--- START OF INPUT ROWS ---

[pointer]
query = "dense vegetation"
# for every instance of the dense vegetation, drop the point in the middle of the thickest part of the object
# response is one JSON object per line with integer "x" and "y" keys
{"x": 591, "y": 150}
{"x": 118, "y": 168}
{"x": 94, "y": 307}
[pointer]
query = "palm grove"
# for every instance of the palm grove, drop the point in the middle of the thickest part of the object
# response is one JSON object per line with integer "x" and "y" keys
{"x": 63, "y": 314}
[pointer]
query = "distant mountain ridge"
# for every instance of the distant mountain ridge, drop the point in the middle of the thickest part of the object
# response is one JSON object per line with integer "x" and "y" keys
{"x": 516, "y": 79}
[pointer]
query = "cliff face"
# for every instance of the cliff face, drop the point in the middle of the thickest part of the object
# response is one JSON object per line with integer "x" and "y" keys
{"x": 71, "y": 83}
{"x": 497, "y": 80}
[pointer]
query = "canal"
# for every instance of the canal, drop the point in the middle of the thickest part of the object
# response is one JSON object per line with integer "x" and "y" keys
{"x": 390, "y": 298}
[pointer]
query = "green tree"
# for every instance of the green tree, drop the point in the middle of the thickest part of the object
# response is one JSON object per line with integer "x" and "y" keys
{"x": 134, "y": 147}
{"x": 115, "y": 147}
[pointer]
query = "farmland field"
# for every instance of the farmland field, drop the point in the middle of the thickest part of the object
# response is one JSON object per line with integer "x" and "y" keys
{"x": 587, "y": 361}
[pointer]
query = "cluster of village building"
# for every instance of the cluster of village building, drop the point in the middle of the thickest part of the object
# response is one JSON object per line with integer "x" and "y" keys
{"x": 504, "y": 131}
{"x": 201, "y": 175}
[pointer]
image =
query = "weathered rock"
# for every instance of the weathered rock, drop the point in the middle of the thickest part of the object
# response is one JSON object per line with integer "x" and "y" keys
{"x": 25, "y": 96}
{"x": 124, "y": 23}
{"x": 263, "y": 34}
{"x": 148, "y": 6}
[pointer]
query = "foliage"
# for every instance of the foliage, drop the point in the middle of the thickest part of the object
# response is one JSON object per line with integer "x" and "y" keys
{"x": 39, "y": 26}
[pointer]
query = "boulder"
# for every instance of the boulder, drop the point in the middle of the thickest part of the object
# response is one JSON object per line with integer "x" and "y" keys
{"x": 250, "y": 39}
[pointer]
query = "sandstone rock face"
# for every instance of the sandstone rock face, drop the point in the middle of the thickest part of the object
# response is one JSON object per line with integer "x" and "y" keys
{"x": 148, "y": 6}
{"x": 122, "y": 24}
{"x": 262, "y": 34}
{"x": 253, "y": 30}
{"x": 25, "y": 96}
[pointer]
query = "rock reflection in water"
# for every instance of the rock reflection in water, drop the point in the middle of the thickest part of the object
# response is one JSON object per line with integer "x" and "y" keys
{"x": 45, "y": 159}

--- END OF INPUT ROWS ---

GIVEN INSTRUCTION: Extract all the material, leaving every line as it is.

FULL RESPONSE:
[pointer]
query = "dense vegetation"
# for every instance of the dense vegetation, drop the point in the middle of the thickest part of the object
# response is one JSON object per line with integer "x" and "y" keys
{"x": 591, "y": 150}
{"x": 118, "y": 168}
{"x": 94, "y": 307}
[pointer]
query = "palm grove"
# for every instance of the palm grove, drop the point in the middle of the thickest part of the object
# response is one JSON object per line with integer "x" and "y" keys
{"x": 63, "y": 314}
[pointer]
query = "distant mountain ridge"
# for every instance of the distant mountain ridge, drop the point in the middle of the thickest part of the object
# response is one JSON object per line with integer "x" and "y" keys
{"x": 516, "y": 79}
[pointer]
query = "cliff face"
# for every instance of the cliff face, drop the point in the middle of the thickest part of the object
# response is one JSON object per line with integer "x" and "y" keys
{"x": 71, "y": 83}
{"x": 497, "y": 80}
[pointer]
query = "canal"
# for every instance of the canal, drop the point in the middle of the thickest part of the object
# response is one JSON object per line with integer "x" and "y" keys
{"x": 390, "y": 298}
[pointer]
query = "green tree"
# for every instance of the green tree, drop the point in the middle of the thickest part of the object
# response is one JSON object per line with integer "x" and "y" keys
{"x": 134, "y": 147}
{"x": 115, "y": 147}
[pointer]
query = "farmland field"
# for every instance of the farmland field, drop the point in the middle of the thickest part of the object
# response is one JSON object per line with integer "x" and "y" keys
{"x": 587, "y": 361}
[pointer]
query = "cluster of village building"
# for every instance of the cluster of village building, drop the point in the middle of the thickest part of the object
# response is one JSON object per line with integer "x" and "y" keys
{"x": 504, "y": 131}
{"x": 201, "y": 175}
[pointer]
image =
query = "weathered rock"
# for every instance of the weathered rock, drop the point in the middle of the thickest part of the object
# response is one JSON object per line with integer "x" and "y" keys
{"x": 25, "y": 96}
{"x": 124, "y": 23}
{"x": 263, "y": 34}
{"x": 148, "y": 6}
[pointer]
query = "foliage"
# for every instance of the foliage, drop the point in the middle of the thickest part of the object
# response is one JSON object per line with integer "x" and "y" keys
{"x": 39, "y": 26}
[pointer]
query = "boulder"
# for every instance of the boulder, drop the point in the middle of the thickest part of the object
# response is one JSON object per line with integer "x" and "y" keys
{"x": 250, "y": 39}
[pointer]
query = "sandstone rock face"
# for every instance of the sandstone rock face, drop the point in the middle of the thickest part of the object
# response is one JSON object per line with integer "x" and "y" keys
{"x": 148, "y": 6}
{"x": 122, "y": 24}
{"x": 262, "y": 34}
{"x": 253, "y": 30}
{"x": 25, "y": 96}
[pointer]
query = "rock reflection in water"
# for every instance of the rock reflection in water, drop the point in the middle of the thickest part of the object
# response is one JSON object per line with integer "x" and "y" keys
{"x": 45, "y": 159}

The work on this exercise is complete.